> _Information supplied_:
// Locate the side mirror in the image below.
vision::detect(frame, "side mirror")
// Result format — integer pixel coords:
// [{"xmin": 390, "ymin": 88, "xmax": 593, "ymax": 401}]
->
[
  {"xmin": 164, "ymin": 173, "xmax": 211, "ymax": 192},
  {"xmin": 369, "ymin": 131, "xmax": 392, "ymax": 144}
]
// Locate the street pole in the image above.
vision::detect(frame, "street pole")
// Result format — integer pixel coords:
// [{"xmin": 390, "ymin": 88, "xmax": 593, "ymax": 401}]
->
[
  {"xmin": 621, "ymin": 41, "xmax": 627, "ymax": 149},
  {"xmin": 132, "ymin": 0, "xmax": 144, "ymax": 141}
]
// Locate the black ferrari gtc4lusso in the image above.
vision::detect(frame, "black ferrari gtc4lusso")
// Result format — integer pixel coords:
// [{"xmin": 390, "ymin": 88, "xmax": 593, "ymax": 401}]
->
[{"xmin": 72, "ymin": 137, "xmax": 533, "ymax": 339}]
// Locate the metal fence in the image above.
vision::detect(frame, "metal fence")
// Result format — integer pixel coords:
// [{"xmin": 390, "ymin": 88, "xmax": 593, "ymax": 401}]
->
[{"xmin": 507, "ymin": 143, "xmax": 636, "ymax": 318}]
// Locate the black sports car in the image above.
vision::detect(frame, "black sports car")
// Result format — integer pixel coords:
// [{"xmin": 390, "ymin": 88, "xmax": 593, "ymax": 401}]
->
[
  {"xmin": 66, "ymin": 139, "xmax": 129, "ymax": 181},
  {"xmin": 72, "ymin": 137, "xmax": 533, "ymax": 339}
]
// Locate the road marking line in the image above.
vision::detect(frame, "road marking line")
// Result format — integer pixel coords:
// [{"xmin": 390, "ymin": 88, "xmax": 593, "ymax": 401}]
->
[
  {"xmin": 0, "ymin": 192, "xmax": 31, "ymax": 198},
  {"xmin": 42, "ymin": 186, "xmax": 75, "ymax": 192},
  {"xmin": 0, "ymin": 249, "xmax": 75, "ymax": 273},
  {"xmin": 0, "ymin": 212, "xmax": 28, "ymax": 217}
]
==
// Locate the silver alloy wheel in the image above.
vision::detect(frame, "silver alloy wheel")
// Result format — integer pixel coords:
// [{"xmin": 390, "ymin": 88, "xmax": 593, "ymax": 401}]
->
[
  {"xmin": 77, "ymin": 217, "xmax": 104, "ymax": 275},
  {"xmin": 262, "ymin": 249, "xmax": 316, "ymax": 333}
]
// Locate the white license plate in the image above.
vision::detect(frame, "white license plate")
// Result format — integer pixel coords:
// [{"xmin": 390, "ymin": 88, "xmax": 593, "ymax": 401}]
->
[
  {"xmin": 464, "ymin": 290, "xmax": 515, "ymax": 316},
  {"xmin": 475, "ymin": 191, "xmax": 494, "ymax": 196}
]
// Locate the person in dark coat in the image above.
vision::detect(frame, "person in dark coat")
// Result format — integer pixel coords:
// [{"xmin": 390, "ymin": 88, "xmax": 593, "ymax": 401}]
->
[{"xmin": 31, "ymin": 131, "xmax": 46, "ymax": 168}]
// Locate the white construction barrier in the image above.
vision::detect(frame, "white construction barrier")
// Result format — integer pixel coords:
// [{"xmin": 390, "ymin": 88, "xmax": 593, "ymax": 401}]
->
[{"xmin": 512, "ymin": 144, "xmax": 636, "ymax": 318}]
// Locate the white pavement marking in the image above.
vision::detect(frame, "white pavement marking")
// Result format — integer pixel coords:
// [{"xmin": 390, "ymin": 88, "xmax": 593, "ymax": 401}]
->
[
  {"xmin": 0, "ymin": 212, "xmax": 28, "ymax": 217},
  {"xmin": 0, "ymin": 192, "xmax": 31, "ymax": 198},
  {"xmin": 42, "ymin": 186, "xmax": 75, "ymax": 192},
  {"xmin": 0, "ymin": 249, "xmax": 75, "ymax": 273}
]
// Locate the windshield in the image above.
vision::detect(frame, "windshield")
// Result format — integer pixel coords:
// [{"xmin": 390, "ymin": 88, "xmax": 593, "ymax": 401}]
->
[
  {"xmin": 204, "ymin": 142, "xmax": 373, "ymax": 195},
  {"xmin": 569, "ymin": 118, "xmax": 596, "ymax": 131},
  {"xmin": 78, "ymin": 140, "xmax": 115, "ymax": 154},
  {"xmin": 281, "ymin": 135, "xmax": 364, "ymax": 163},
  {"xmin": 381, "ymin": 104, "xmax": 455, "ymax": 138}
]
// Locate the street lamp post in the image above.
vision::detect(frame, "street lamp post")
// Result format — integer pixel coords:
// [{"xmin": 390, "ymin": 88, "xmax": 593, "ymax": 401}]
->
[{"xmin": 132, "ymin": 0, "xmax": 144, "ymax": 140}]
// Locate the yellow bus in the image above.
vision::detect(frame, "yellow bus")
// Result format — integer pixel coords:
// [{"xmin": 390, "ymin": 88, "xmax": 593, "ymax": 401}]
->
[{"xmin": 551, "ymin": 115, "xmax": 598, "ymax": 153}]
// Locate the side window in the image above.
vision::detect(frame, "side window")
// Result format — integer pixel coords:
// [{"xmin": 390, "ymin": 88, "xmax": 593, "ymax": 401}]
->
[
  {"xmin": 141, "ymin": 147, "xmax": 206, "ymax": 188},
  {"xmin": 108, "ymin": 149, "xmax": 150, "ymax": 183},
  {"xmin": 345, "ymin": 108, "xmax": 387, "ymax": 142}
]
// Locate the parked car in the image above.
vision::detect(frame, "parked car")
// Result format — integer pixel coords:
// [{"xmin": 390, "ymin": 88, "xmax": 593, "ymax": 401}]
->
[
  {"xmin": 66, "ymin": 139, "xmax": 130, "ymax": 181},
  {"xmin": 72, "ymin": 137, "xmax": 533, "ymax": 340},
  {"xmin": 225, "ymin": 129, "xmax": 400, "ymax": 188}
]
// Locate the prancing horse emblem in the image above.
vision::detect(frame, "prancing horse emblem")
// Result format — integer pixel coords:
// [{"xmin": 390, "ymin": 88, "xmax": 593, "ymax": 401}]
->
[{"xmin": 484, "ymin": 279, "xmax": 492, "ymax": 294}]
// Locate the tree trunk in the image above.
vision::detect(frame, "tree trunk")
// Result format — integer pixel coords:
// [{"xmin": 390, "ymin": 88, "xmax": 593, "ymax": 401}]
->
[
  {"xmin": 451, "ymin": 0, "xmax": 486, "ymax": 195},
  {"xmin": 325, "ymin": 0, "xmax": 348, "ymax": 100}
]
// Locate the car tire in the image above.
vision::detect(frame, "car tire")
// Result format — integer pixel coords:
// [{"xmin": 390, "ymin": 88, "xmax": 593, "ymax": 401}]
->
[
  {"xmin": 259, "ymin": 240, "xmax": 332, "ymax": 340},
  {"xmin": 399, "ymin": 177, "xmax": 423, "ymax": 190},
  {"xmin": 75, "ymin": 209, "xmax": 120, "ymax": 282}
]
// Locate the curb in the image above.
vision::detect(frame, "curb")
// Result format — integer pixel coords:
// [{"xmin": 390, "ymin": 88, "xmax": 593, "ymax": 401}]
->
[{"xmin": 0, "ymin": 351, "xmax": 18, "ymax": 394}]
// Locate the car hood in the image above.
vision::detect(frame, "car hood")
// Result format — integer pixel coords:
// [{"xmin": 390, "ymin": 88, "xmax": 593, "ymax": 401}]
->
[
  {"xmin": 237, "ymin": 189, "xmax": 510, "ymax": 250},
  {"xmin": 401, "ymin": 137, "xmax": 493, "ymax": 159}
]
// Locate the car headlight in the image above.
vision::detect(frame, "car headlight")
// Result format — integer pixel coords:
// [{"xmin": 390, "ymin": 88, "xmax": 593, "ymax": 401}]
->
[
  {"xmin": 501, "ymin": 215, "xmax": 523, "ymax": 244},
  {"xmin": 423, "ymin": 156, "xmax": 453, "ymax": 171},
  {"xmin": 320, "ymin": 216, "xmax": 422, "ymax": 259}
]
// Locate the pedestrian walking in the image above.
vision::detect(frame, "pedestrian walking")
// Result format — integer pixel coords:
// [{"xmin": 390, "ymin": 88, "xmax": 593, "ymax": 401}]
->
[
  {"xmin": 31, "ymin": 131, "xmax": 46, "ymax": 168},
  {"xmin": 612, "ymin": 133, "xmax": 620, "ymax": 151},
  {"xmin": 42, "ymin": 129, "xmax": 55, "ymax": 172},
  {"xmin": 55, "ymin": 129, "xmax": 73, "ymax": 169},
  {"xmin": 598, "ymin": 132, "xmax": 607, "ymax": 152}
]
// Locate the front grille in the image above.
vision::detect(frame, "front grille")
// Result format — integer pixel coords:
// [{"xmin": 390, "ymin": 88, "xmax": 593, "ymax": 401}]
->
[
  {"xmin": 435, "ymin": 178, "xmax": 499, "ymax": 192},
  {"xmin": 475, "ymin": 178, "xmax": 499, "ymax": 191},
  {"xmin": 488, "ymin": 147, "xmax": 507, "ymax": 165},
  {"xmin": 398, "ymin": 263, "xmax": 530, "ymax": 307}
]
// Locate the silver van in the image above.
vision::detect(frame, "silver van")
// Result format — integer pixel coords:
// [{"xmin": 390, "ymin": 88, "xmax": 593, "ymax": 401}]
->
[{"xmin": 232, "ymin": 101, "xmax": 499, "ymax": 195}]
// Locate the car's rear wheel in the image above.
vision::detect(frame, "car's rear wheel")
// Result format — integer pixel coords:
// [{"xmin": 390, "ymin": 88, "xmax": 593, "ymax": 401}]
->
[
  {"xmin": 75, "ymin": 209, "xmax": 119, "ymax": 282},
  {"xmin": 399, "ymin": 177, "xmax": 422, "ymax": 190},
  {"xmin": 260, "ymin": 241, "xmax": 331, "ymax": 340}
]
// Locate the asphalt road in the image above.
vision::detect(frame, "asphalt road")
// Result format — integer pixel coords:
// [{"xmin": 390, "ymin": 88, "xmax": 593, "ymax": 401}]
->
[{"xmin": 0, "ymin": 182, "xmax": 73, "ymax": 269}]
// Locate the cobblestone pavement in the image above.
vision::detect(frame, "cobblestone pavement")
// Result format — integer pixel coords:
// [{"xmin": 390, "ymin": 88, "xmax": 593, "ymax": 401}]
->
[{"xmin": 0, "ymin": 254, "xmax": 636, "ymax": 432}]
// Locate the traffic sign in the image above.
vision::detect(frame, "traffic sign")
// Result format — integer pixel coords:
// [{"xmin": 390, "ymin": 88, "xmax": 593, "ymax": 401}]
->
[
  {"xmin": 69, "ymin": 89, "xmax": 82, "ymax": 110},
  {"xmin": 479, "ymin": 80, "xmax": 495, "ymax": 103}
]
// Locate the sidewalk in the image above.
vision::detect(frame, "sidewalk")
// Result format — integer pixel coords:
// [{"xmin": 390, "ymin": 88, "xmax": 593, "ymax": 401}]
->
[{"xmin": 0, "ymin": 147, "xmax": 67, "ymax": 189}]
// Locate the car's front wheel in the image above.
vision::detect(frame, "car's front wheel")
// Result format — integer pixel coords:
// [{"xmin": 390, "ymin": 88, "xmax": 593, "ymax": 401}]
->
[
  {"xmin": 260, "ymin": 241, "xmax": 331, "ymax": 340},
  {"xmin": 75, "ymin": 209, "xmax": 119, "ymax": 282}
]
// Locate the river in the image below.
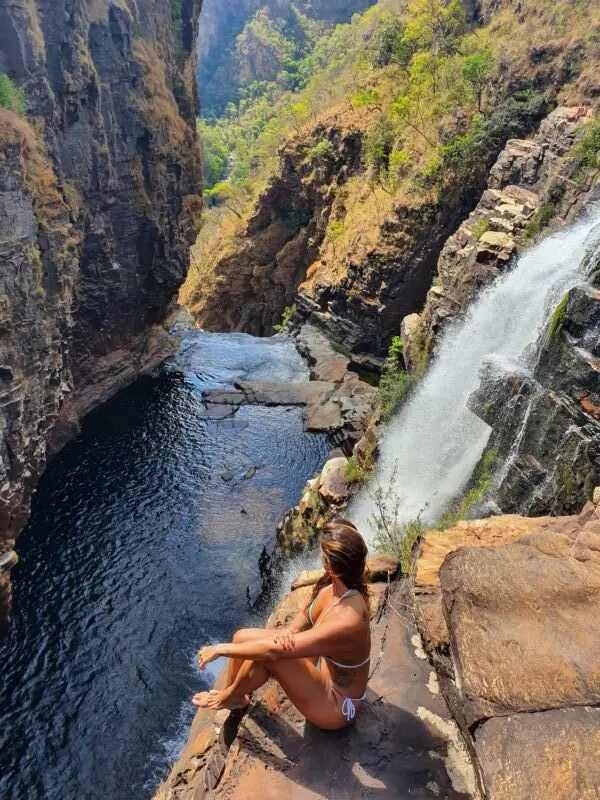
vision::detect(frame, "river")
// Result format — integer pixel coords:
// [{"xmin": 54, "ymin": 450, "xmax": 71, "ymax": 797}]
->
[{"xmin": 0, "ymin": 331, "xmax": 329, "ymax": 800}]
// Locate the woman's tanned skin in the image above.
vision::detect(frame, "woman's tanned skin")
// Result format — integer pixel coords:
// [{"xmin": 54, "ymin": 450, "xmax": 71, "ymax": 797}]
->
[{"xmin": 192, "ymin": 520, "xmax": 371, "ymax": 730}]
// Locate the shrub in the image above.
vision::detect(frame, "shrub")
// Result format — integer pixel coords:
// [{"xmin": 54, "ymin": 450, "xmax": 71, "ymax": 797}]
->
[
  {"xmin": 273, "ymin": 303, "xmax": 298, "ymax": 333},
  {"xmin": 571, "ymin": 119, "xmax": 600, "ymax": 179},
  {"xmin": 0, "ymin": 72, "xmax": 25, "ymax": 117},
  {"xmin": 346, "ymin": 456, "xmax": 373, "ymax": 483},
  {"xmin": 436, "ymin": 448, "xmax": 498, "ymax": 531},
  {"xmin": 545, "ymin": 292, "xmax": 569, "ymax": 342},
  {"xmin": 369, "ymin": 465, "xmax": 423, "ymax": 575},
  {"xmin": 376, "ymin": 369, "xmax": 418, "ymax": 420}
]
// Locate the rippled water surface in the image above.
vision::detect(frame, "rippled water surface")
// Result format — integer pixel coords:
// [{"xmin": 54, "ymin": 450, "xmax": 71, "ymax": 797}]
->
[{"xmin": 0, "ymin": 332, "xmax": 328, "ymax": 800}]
--
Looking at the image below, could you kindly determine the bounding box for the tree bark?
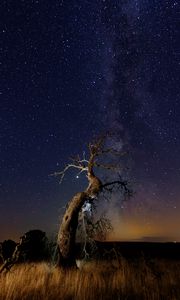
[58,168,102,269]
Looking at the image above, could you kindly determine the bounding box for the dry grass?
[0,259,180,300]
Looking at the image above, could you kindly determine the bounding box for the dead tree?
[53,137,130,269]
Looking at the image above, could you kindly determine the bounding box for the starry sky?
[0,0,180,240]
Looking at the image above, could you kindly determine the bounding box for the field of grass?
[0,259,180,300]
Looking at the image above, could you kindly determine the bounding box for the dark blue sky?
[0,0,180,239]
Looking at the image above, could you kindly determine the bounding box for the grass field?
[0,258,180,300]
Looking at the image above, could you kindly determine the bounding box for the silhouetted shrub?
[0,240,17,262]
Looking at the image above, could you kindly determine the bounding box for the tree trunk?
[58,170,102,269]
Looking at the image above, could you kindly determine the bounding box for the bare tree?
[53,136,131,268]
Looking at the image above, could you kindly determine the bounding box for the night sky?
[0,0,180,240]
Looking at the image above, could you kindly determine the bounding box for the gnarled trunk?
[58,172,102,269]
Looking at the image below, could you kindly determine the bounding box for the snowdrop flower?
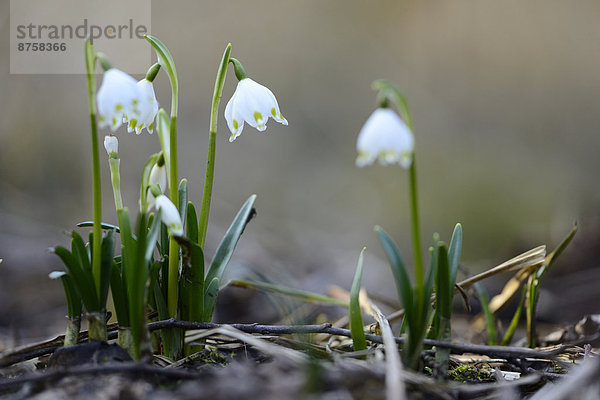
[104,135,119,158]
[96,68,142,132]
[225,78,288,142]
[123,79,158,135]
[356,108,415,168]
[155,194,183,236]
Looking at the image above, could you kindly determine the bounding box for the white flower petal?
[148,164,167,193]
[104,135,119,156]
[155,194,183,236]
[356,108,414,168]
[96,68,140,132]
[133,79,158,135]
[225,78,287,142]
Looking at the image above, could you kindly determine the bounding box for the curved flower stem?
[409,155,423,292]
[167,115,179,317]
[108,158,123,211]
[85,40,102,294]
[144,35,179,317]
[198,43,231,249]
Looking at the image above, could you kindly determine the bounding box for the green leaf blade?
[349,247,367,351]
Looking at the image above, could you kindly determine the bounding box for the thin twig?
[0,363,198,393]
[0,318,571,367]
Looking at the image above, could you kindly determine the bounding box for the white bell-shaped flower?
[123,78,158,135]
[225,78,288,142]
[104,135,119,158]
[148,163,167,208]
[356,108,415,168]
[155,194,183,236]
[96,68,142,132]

> _Goal_: Identify each line in the listing above that contains the word "pedestrian", treating case as significant.

> _Output of the exercise_:
// Locate the pedestrian walking in the image above.
vision::detect(frame, "pedestrian walking")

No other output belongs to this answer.